GIVEN INFORMATION
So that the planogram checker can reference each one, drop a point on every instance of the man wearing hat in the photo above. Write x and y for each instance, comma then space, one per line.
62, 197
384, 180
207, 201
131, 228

EXERCISE
Repeat every entry exactly, please.

WRITTEN ANSWER
So that the planogram checker can reference each one, drop a point on every instance of the man wearing hat in the photo above. Write x and y for each instance, comma then space, one per line.
62, 197
384, 180
207, 201
131, 228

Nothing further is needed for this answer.